*** GIVEN DATA

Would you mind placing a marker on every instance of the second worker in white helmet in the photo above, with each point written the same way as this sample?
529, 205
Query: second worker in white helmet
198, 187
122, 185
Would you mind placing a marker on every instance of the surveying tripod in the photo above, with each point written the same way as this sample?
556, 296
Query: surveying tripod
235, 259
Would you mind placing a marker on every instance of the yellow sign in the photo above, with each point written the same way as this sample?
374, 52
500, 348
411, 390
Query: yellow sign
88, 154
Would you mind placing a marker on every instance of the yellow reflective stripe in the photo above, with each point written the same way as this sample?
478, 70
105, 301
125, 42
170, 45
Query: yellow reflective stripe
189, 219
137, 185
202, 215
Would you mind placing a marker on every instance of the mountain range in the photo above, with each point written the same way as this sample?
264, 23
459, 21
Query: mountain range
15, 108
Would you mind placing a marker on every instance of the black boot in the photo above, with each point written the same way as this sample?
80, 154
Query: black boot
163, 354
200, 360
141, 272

******

• **STATED PROBLEM**
Lay out all the records above as a Markdown table with the columns No. and Line. Give each line its own row, numbered in order, and leave out blank lines.

• **RESPONSE TO THIS TASK**
| No. | Line |
|---|---|
| 1 | Would you mind placing a marker on every instance of the second worker in white helmet in the photo above, with each point written the same way as this sample? |
| 2 | 529, 205 |
| 3 | Query: second worker in white helmet |
| 4 | 198, 187 |
| 5 | 122, 185 |
| 6 | Would you mind placing a marker on every instance of the surveying tripod in the photo above, with each point written the same way as this sample? |
| 7 | 556, 296 |
| 8 | Query: surveying tripod |
| 9 | 235, 259 |
| 10 | Would you mind placing a marker on every instance of the yellow sign in the photo above, with each point written the same way as this sample? |
| 11 | 374, 52 |
| 12 | 500, 348 |
| 13 | 411, 390 |
| 14 | Query: yellow sign |
| 15 | 88, 154 |
| 16 | Would you mind placing a marker on every instance of the yellow reflective stripe in the photo above, with each point written the same way as this sample? |
| 17 | 478, 70 |
| 18 | 105, 301 |
| 19 | 125, 42 |
| 20 | 170, 45 |
| 21 | Query: yellow reflective stripe |
| 22 | 189, 219 |
| 23 | 137, 185 |
| 24 | 202, 215 |
| 25 | Would you mind placing a marker on every instance of the mountain range in the photo above, with each point written the same way as this sample? |
| 26 | 264, 23 |
| 27 | 459, 21 |
| 28 | Query: mountain range |
| 29 | 15, 108 |
| 30 | Would you mind placing a marker on every instance of the black boot in the photo above, with each point written the same way as this sample? |
| 31 | 80, 154 |
| 32 | Query: black boot |
| 33 | 163, 354 |
| 34 | 200, 360 |
| 35 | 141, 272 |